■ Aim of the task:
Print the records exactly. Every mark must remain.

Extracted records
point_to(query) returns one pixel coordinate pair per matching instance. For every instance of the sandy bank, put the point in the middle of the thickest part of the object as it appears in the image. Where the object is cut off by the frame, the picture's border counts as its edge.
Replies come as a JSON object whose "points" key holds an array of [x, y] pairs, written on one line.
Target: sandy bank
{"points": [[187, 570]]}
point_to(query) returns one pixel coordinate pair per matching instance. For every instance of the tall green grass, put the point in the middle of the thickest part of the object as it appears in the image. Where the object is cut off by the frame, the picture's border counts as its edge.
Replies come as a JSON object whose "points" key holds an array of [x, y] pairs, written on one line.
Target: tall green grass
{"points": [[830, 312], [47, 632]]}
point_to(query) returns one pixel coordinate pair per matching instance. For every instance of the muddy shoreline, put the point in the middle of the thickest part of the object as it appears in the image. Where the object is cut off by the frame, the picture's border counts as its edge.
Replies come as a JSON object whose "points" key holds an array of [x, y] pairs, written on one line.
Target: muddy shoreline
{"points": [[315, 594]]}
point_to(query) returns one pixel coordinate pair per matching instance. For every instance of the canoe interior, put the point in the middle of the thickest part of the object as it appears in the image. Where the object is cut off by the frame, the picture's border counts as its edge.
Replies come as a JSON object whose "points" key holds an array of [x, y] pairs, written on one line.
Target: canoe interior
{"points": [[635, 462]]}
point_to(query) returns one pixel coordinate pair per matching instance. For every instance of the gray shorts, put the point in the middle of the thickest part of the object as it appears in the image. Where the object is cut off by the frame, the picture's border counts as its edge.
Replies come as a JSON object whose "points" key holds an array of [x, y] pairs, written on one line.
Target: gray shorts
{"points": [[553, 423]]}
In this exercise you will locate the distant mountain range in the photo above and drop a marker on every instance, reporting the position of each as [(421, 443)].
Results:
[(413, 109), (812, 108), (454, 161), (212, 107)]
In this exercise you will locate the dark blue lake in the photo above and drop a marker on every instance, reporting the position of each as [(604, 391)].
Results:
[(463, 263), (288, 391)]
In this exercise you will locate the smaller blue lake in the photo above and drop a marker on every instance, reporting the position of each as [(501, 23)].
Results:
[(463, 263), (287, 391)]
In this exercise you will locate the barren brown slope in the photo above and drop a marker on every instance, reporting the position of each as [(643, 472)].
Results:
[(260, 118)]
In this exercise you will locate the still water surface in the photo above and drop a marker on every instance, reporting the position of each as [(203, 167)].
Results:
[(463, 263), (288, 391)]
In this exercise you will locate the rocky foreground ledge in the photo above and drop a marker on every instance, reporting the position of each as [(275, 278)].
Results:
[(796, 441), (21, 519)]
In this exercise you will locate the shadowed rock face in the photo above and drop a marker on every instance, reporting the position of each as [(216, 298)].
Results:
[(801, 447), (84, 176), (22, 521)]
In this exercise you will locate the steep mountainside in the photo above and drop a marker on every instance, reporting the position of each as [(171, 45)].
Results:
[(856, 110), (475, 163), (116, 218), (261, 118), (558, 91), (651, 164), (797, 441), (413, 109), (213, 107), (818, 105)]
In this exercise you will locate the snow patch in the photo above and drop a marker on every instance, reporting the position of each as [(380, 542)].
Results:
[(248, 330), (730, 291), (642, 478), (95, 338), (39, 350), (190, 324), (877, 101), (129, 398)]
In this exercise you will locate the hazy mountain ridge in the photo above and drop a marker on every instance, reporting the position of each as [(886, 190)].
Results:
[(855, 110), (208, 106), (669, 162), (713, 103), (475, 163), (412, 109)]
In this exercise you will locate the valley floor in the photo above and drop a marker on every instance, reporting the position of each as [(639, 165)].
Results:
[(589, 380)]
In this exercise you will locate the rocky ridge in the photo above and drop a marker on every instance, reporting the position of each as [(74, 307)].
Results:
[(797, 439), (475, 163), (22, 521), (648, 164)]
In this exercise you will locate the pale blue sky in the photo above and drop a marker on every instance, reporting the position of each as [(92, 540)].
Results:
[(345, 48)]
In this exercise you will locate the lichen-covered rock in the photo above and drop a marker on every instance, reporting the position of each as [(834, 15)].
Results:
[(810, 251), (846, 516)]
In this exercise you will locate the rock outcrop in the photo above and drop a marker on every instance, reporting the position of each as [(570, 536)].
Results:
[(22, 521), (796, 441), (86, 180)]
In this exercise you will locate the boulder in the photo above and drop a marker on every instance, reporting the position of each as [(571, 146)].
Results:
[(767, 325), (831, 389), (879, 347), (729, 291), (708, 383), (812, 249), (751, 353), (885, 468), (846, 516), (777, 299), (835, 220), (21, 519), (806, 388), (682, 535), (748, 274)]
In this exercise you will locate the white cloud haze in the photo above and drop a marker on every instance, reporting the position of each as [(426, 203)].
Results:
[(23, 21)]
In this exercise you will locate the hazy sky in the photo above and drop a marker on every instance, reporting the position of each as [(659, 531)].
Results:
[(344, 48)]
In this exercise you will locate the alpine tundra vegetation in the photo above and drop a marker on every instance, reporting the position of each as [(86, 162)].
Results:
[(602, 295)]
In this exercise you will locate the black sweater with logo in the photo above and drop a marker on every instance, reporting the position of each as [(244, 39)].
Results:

■ Task solution:
point_to(query) returns one pixel coordinate pair per matching instance. For every instance of the sandy bank, put the point in the middle of the thickest part of the object as it appears in the image. Where the object is cut off by the frame, the picture's border counts as its edge.
Replies come as a JSON object whose "points" key holds an array of [x, y] pairs, written on one line.
Target: sandy bank
{"points": [[187, 570]]}
point_to(query) returns one pixel coordinate pair per matching instance. For every instance of the tall green grass, put the point in the middle of the thickest part of the object as it appears in the image. Where the object is cut off by the frame, the picture's border counts as its edge.
Replies come as a JSON object whose "points" key holds an array of [x, y] pairs, written on one line.
Target: tall green grass
{"points": [[830, 312], [47, 632]]}
point_to(query) returns one pixel coordinate pair per matching instance. For every instance of the muddy shoreline, put the point in the middle of the thickest part of the object as it appears in the image. Where the object is cut off by the frame, the picture's border counts as its edge.
Replies come as a JSON object whose "points" key holds an array of [x, y] pairs, written on one line.
Target: muddy shoreline
{"points": [[315, 594]]}
point_to(query) returns one pixel coordinate pair per matching instance. For every instance of the canoe interior, put the point in the middle of the thickest part of the object as it appears in the image. Where the object is cut off by the frame, the picture's border counts as its edge.
Replies come as a JSON object whose "points" key holds an array of [x, y] pairs, written on one line.
Target: canoe interior
{"points": [[635, 462]]}
point_to(query) returns one pixel coordinate pair per matching instance. For every instance of the gray shorts, put the point in the middle of the thickest part of the object as it appears in the image. Where the object is cut off by the frame, the picture's border counts as its edge.
Replies come as a JSON object whose "points" key holds an array of [x, y] pairs, written on one line.
Target: gray shorts
{"points": [[553, 423]]}
In this exercise you will locate the distant mountain range in the photo above and drop a marker on every instance, reporting the position of each as [(421, 443)].
Results:
[(413, 109), (812, 108), (454, 161), (212, 107)]
In this exercise you will locate the dark blue lake in the photo above and drop a marker on every instance, reporting the position of each as [(604, 391)].
Results:
[(463, 263), (288, 391)]
In this exercise you will locate the smaller blue lake in the photo above and drop a marker on every instance, reporting the position of each as [(501, 23)].
Results:
[(463, 263), (287, 391)]
In this exercise you will locate the barren brown slope in the photo above and drop a marker on every instance, reporting the position of each as [(643, 472)].
Results:
[(260, 118)]
In this exercise you will locate the still water surface in the photo above and drop a marker on every instance, reporting the position of each as [(203, 167)].
Results:
[(463, 263), (288, 391)]
In this exercise you will locate the rocky foreground ledge in the photo above and drop a marker on every instance, reporting the position of each as [(275, 278)].
Results:
[(796, 441), (21, 519)]
In this exercise you will locate the shadowed rock face in the photo above and drop a marker on every instance, reporting the position of each as [(216, 298)].
Results:
[(801, 447), (84, 176), (22, 521)]
In this exercise you will locate the steep mountainside in the photo above and drop a marker on every instance, reporting the position of each as [(171, 45)].
Results:
[(856, 110), (475, 163), (116, 218), (261, 118), (558, 91), (651, 164), (797, 441), (413, 109), (213, 107), (818, 105)]
In this exercise you will locate the snow patch in the photo above and drop a marker on every instance, reporting the position of each as [(380, 542)].
Results:
[(248, 330), (730, 291), (642, 478), (95, 338), (39, 350), (190, 324), (877, 101), (129, 398)]
In this exercise you will locate the hazy mountain ridge in the photo above and drop a marker on every instance, reporting the position of each as [(886, 190)].
Results:
[(855, 110), (208, 106), (669, 162), (713, 103), (475, 163), (412, 109)]
In this exercise you will locate the valley floor in the photo above and drop a marker on every instance, reporting the position of each as [(639, 165)].
Results:
[(589, 380)]
In this exercise you will locate the rocky ridge in the photo above and drop a marker on every instance, reporting the position of each as [(74, 307)].
Results:
[(797, 439), (475, 163), (22, 521), (648, 164)]
In this exercise you will locate the pale blue sky in the photo above and drop a marker on every instance, reporting the position of each as [(92, 540)].
Results:
[(345, 48)]
In this exercise you will locate the lichen-covered rock in the photo above and drop a marker on every instance, reporting the position of each as [(834, 15)].
Results:
[(810, 251), (846, 516)]
In this exercise you will locate the rock outcrop in the photo above and drop a marker on every instance, reporting the position of each as [(570, 536)].
Results:
[(22, 521), (796, 441), (86, 180)]
In this exercise you will locate the boulder in the photo above and drop a marker on every instance, reporting the position of each as [(571, 146)].
Results:
[(767, 325), (831, 389), (879, 347), (729, 291), (708, 383), (812, 249), (751, 353), (885, 468), (846, 516), (777, 299), (835, 220), (21, 519), (806, 388), (682, 535), (748, 274)]
In this exercise you will locate the white cloud haze in the photo above and drop a marker on every instance, reporting the position of each as [(426, 203)].
Results:
[(23, 21)]
In this exercise you will locate the hazy sky in the photo above and drop a marker on every instance, reporting the position of each as [(659, 531)].
Results:
[(344, 48)]
In this exercise you will locate the alpine tundra vegetation in the photo above and drop a marker on every instance, reporting the position of each as [(86, 162)].
Results:
[(602, 295)]
In this exercise you will locate the black sweater with logo in the photo above and drop a marker on every instance, reporting the position of each as [(244, 39)].
Results:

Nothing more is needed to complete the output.